After locating the line that contains "Target: chrome faucet" in the records below, write out exactly that line and each line after it through the one that contains "Target: dishwasher door", and nothing else.

→ **INFORMATION SHOWN**
= = = = =

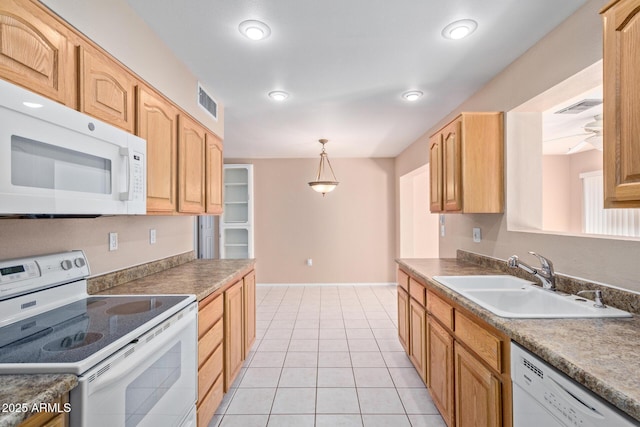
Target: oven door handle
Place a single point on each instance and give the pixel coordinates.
(128, 359)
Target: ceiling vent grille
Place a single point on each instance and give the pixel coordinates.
(207, 102)
(580, 106)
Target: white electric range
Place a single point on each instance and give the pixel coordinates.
(135, 356)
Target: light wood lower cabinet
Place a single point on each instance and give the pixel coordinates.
(210, 357)
(233, 333)
(440, 369)
(478, 392)
(403, 318)
(463, 360)
(418, 338)
(249, 287)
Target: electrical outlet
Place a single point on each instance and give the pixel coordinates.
(113, 241)
(477, 234)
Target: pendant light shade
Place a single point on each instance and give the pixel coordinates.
(325, 180)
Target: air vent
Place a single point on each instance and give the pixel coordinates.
(207, 102)
(579, 107)
(533, 368)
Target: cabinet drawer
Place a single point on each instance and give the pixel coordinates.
(417, 291)
(209, 313)
(440, 309)
(484, 343)
(209, 403)
(403, 280)
(210, 370)
(211, 339)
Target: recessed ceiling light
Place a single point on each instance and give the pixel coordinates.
(459, 29)
(412, 95)
(278, 95)
(254, 30)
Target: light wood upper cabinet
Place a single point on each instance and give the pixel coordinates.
(213, 175)
(37, 52)
(467, 165)
(191, 166)
(158, 124)
(621, 144)
(107, 90)
(435, 173)
(452, 163)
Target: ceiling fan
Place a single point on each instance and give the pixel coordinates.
(594, 129)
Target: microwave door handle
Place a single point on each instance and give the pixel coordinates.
(127, 195)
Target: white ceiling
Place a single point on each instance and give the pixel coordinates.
(345, 64)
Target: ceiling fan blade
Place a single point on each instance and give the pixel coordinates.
(567, 137)
(577, 148)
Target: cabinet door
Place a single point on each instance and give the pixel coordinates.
(213, 178)
(191, 143)
(249, 311)
(478, 392)
(158, 125)
(417, 338)
(403, 318)
(233, 332)
(452, 167)
(435, 173)
(622, 105)
(107, 90)
(37, 52)
(440, 368)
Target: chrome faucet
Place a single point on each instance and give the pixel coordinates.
(597, 297)
(545, 273)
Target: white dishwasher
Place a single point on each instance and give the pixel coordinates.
(543, 396)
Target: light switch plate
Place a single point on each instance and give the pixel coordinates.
(113, 241)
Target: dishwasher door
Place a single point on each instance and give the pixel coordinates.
(543, 396)
(528, 412)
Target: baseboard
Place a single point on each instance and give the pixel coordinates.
(328, 284)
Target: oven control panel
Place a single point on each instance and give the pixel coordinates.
(23, 275)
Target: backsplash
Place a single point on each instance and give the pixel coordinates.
(109, 280)
(615, 297)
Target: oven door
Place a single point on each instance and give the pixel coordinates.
(55, 160)
(150, 382)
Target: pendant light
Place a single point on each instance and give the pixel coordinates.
(324, 183)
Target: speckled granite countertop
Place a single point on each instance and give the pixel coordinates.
(200, 277)
(601, 354)
(30, 390)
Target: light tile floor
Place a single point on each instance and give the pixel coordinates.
(327, 356)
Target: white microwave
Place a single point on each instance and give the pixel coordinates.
(57, 161)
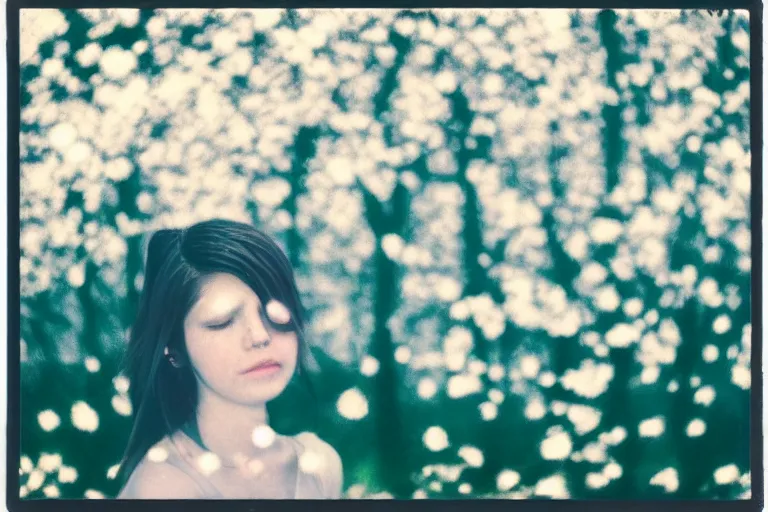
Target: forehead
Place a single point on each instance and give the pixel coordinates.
(222, 291)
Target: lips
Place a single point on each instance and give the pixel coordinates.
(263, 366)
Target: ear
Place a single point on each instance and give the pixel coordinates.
(173, 358)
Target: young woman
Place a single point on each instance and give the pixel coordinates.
(219, 333)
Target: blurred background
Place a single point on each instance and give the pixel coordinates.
(523, 236)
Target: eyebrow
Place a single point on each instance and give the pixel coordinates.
(223, 317)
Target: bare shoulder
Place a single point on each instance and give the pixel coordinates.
(330, 470)
(160, 481)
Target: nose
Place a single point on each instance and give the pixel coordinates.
(256, 334)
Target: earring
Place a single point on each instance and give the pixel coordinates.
(171, 359)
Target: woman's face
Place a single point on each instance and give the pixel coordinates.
(235, 344)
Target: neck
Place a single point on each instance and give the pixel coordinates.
(230, 438)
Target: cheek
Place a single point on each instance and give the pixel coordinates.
(287, 345)
(208, 353)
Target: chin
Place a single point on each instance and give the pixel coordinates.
(260, 393)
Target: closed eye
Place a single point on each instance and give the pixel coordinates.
(218, 327)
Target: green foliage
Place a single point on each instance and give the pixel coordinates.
(523, 238)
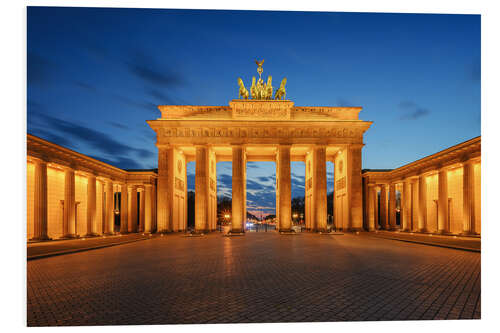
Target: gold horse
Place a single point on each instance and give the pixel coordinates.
(243, 91)
(268, 88)
(281, 92)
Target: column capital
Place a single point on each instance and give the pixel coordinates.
(356, 146)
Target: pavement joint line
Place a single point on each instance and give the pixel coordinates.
(430, 244)
(63, 252)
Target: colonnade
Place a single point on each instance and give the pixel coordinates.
(444, 200)
(170, 210)
(104, 212)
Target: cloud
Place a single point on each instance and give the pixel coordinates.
(118, 125)
(412, 111)
(143, 105)
(63, 131)
(146, 69)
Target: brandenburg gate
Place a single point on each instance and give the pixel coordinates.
(259, 127)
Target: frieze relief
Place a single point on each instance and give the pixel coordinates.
(340, 183)
(259, 132)
(179, 184)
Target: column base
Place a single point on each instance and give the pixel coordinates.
(43, 238)
(470, 234)
(70, 236)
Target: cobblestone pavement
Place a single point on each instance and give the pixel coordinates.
(40, 249)
(261, 277)
(470, 243)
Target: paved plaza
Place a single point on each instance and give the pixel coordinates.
(261, 277)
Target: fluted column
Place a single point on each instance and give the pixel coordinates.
(141, 210)
(69, 228)
(124, 209)
(375, 204)
(372, 194)
(238, 191)
(319, 181)
(148, 207)
(355, 188)
(443, 226)
(285, 188)
(40, 202)
(383, 207)
(405, 213)
(392, 206)
(164, 195)
(91, 206)
(110, 215)
(153, 213)
(132, 214)
(201, 190)
(422, 204)
(468, 198)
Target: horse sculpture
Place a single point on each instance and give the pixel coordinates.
(269, 88)
(243, 91)
(253, 89)
(281, 92)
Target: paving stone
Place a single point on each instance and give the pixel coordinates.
(262, 277)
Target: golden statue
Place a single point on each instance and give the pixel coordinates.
(281, 92)
(260, 90)
(259, 67)
(243, 91)
(268, 88)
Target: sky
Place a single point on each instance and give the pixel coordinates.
(95, 75)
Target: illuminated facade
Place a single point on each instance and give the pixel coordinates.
(72, 195)
(440, 193)
(259, 130)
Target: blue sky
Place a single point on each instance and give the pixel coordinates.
(95, 75)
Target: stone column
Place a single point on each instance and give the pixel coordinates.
(238, 193)
(285, 188)
(201, 190)
(110, 215)
(164, 195)
(319, 181)
(383, 207)
(422, 204)
(69, 228)
(132, 215)
(153, 213)
(392, 206)
(40, 202)
(141, 209)
(443, 201)
(148, 207)
(405, 213)
(468, 198)
(375, 205)
(91, 206)
(355, 188)
(371, 206)
(124, 209)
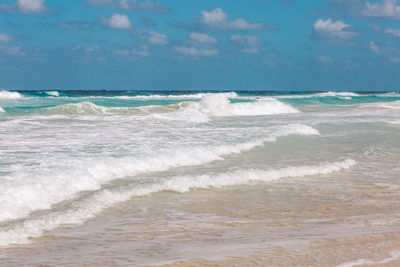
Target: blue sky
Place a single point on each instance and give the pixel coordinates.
(200, 44)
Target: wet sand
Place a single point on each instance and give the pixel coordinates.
(307, 221)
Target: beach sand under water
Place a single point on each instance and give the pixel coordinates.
(132, 178)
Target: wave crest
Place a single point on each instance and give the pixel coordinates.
(87, 209)
(9, 95)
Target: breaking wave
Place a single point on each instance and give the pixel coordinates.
(48, 186)
(91, 206)
(9, 95)
(177, 97)
(52, 93)
(211, 105)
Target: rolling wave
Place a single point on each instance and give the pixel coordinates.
(49, 185)
(88, 208)
(9, 95)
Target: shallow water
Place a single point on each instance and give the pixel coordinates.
(149, 178)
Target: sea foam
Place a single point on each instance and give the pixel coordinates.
(9, 95)
(25, 192)
(52, 93)
(88, 208)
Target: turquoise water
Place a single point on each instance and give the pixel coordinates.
(67, 157)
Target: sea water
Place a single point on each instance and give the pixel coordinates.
(198, 175)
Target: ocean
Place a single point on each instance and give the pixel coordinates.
(199, 178)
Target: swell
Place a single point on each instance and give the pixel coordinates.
(46, 185)
(9, 95)
(211, 105)
(88, 208)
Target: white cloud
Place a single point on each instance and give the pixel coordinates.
(5, 38)
(117, 21)
(201, 38)
(195, 52)
(13, 50)
(25, 6)
(145, 6)
(333, 31)
(386, 9)
(249, 44)
(393, 32)
(374, 47)
(157, 38)
(31, 6)
(394, 59)
(142, 52)
(324, 59)
(218, 19)
(198, 45)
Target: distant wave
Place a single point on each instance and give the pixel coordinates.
(211, 105)
(81, 108)
(336, 94)
(88, 208)
(52, 93)
(215, 105)
(383, 105)
(342, 95)
(9, 95)
(176, 97)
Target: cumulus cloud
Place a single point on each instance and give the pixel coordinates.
(147, 22)
(218, 21)
(394, 59)
(201, 38)
(5, 38)
(217, 18)
(12, 51)
(156, 38)
(25, 6)
(333, 32)
(132, 5)
(324, 59)
(384, 9)
(374, 47)
(117, 21)
(198, 45)
(249, 44)
(392, 32)
(75, 25)
(195, 52)
(142, 51)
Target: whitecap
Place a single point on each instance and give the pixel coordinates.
(88, 208)
(9, 95)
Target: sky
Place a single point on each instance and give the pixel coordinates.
(200, 45)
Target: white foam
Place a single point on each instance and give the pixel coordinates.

= = = = =

→ **ANSWER AREA**
Target: chrome faucet
Place a single point on each instance and give the pixel coordinates.
(597, 297)
(545, 273)
Target: white dishwasher
Place a single point on each instance and give the pixel coordinates.
(543, 396)
Target: light switch plate
Place a single point on each instance and give the pixel coordinates.
(113, 241)
Target: dishwasher door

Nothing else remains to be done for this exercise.